**Set exercise**. Type out every line below exactly as it reads.

**Records from a collection**.
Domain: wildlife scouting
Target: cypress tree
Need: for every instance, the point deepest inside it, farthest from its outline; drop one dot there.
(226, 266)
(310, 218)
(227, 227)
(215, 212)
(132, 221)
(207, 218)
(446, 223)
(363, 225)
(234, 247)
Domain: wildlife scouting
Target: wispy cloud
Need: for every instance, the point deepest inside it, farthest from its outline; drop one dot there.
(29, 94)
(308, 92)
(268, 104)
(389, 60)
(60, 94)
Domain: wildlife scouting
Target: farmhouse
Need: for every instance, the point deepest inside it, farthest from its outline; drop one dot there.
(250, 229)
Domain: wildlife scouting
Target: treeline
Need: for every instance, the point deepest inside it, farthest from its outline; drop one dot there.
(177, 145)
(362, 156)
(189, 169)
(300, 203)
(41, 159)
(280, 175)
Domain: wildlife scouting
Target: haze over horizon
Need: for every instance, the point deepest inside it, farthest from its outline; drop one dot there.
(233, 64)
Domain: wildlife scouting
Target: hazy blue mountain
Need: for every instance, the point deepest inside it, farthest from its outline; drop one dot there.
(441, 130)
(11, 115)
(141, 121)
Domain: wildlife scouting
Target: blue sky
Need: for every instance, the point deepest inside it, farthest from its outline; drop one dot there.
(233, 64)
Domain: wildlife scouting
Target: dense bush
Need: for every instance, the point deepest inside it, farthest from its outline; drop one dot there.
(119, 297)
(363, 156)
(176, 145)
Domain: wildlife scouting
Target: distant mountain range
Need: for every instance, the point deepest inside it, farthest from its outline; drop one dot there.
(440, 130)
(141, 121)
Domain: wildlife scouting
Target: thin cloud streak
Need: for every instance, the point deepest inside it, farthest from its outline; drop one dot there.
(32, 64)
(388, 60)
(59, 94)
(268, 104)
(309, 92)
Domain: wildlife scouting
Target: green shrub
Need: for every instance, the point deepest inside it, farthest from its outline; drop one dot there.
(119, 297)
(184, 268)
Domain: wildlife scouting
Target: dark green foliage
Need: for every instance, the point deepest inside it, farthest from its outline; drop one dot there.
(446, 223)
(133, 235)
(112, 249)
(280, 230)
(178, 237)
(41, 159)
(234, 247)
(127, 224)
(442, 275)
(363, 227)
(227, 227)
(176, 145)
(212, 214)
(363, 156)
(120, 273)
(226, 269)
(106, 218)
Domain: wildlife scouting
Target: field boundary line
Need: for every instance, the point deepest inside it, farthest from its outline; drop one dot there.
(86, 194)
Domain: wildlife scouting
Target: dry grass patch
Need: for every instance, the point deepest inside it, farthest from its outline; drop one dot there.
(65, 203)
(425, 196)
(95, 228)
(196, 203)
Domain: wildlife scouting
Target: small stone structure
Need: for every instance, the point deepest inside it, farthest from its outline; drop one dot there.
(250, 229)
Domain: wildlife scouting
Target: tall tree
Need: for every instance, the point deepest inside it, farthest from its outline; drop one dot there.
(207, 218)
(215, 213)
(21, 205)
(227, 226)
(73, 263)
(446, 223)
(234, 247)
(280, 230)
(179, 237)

**Written solution**.
Domain: wildlife scouting
Target: cypress tree
Need: for every instance, the point deepest inside it, farthest from its outline; drop one dot there.
(226, 266)
(310, 218)
(227, 227)
(215, 212)
(132, 221)
(207, 218)
(446, 223)
(363, 225)
(234, 247)
Domain: wildlife scouting
Target: wispy cloud
Need: for every instance, the point deepest inside it, farthest from its outline; drop one dot there.
(29, 94)
(308, 92)
(268, 104)
(389, 60)
(60, 94)
Domain: wildlife scouting
Target: farmhouse
Need: for every instance, the point deepest inside it, farthest from its outline; drop one dot there.
(250, 229)
Domain: wildlife scouting
Target: treeline
Need: for every instance, the point deepest inside it, farthest from its outline; drop one dot there.
(177, 145)
(362, 156)
(189, 169)
(300, 203)
(41, 159)
(280, 175)
Domain: wildlife scouting
Target: haze over horizon
Need: for every instance, the point deepest inside it, farthest from its outline; drop one dot there.
(233, 64)
Domain: wildlife scouting
Target: hazy blue mountain
Need: for every instance, the point deepest inside it, farthest from its outline; drop one dot there.
(441, 130)
(11, 115)
(141, 121)
Domain: wildlife scouting
Target: blue sky
Need: for every instance, the point deepest inside it, farthest from its outline; drop one dot there.
(233, 64)
Domain: wildlife scouting
Target: dense bush
Need: for every instance, the point deepest inside it, farthest from its outline; drop one dot there.
(119, 297)
(363, 156)
(176, 145)
Domain: wildlife scouting
Target: distant mountain range
Need: for every instance, the point deepest inside it, farthest from its outline; drop one dot there.
(440, 130)
(141, 121)
Domain: wildlife scouting
Target: thin cloud streak
Need: for every instance, the point deepest inside it, farthest from its outline; drop one dot there.
(32, 64)
(388, 60)
(59, 94)
(268, 104)
(309, 92)
Domain: wildlife scouting
Target: green shrub
Need: for every instance, the point deepest inside it, farthest from its outline; drop one dot there.
(119, 297)
(184, 268)
Domain: wildlife scouting
Target: dark green foliage
Need: for every instance, the point deepest inside it, farthest from its outline; drop one dot there.
(446, 223)
(133, 235)
(112, 249)
(280, 230)
(178, 237)
(41, 159)
(234, 247)
(127, 224)
(442, 275)
(363, 227)
(227, 227)
(176, 145)
(212, 214)
(363, 156)
(120, 273)
(226, 269)
(106, 218)
Domain: wildlife scouting
Target: field boundary line
Need: for every instance, the point deepest inside it, farthest from its outline; drop one dot there.
(86, 194)
Domain: wildlife scouting
Target: dry grass patch
Need: for every instance, the point deepest inside it, farthest from its outline; drop one dot there.
(65, 203)
(425, 196)
(95, 228)
(196, 203)
Domain: wildlife scouting
Target: small stone structure
Need: for every instance, the point deepest inside it, farthest from its outline; drop one dot there.
(250, 229)
Domain: wildlife scouting
Target: tall tree
Need: for every instance, the point deepest inside it, farthest from its outline; drop one dot there.
(207, 218)
(215, 213)
(21, 205)
(227, 226)
(73, 263)
(446, 223)
(234, 247)
(280, 230)
(179, 237)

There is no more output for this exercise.